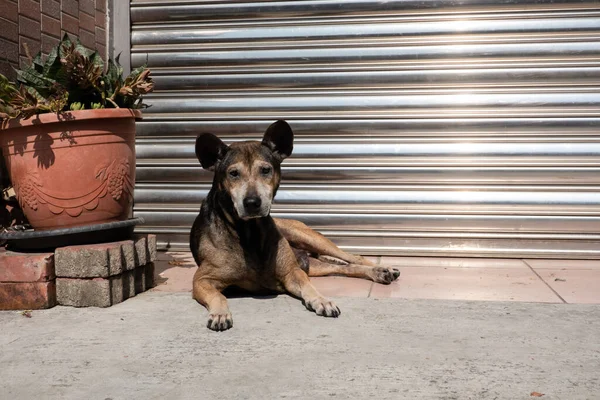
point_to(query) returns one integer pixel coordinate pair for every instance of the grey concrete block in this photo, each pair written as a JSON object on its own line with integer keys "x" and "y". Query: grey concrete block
{"x": 96, "y": 260}
{"x": 83, "y": 292}
{"x": 149, "y": 276}
{"x": 104, "y": 292}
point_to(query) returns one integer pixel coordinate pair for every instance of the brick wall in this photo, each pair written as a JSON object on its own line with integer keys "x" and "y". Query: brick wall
{"x": 41, "y": 23}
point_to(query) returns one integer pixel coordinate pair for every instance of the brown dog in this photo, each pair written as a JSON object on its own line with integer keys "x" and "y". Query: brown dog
{"x": 235, "y": 241}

# Work request
Print every line above once more, exactly. Omit the pictures.

# Solution for this problem
point_to(query) returns one integer pixel coordinate pair for every instance of the grey concrete block in this photo, each pair written as a JSON object on its own line with integer keys "x" and "y". Query: grey concrete block
{"x": 96, "y": 260}
{"x": 83, "y": 292}
{"x": 149, "y": 276}
{"x": 104, "y": 292}
point_to(query) returns one integer pixel coordinate pair for every instance of the brick wall in this photo, each pair written as a JSON object on its own line with integer keys "x" and "y". Query: brick wall
{"x": 41, "y": 23}
point_to(query) returns one integer pixel coordinate pair for every instance of the brown dog in this photo, each pair written as a JSON object on its own line with integer keys "x" and "y". Query: brown dog
{"x": 235, "y": 241}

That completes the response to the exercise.